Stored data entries
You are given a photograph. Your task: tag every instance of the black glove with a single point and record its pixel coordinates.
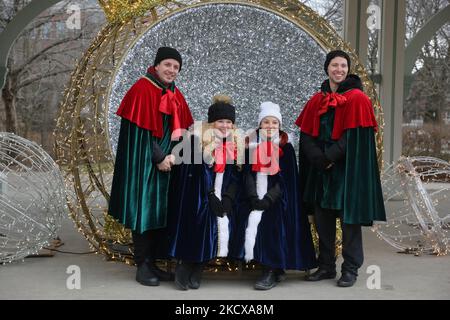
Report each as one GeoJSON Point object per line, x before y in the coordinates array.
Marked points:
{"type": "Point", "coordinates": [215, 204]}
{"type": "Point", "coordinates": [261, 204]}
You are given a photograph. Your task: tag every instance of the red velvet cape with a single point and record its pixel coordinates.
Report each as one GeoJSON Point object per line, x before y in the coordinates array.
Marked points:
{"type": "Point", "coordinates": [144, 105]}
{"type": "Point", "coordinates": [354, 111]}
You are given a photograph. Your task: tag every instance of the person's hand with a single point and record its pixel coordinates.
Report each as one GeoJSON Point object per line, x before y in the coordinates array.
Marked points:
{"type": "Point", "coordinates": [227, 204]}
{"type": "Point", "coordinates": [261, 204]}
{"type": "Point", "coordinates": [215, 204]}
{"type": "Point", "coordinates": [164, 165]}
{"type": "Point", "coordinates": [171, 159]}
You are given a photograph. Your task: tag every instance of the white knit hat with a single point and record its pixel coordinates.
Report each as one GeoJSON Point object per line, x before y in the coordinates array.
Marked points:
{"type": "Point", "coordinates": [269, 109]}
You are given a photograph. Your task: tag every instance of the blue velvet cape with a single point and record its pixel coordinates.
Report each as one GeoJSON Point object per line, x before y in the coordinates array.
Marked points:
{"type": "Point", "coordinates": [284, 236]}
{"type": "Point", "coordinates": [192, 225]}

EXERCISE => A word-for-word copy of the data above is needed, one that omits the pictures.

ANSWER TO THIS PROBLEM =>
You are given a photograph. Your task: tag every instance of the black glove with a single point and record its pixel coordinates.
Report each as one GeoJSON Point object per line, x before y in the coordinates array.
Marked points:
{"type": "Point", "coordinates": [215, 204]}
{"type": "Point", "coordinates": [261, 204]}
You are given a photograph. Your task: tag every instance of the red velvet cape with a single point and record its pixel coordinates.
Report each as one GeoJSON Point object per line, x before y in the coordinates array.
Marked points:
{"type": "Point", "coordinates": [144, 105]}
{"type": "Point", "coordinates": [354, 111]}
You are given a photograph. Your task: tag every instance of the person's hand with a single point and record its pixel coordinates.
Report each as one GeoJSON Point object per line, x before y in the coordinates array.
Marked points:
{"type": "Point", "coordinates": [227, 204]}
{"type": "Point", "coordinates": [261, 204]}
{"type": "Point", "coordinates": [215, 204]}
{"type": "Point", "coordinates": [164, 165]}
{"type": "Point", "coordinates": [171, 159]}
You are given a photograph. Your task: tag every instance of the white knit hat with a single point and record its pixel coordinates.
Report each as one GeoJSON Point object per line, x before y in the coordinates array.
Marked points:
{"type": "Point", "coordinates": [269, 109]}
You are given a photograph. Your task: tag every instance of the blue velvet cape with a single point and record its pixel coordinates.
Report each as one GeoJSON Point object per line, x before y in the coordinates array.
Marked points:
{"type": "Point", "coordinates": [284, 236]}
{"type": "Point", "coordinates": [192, 225]}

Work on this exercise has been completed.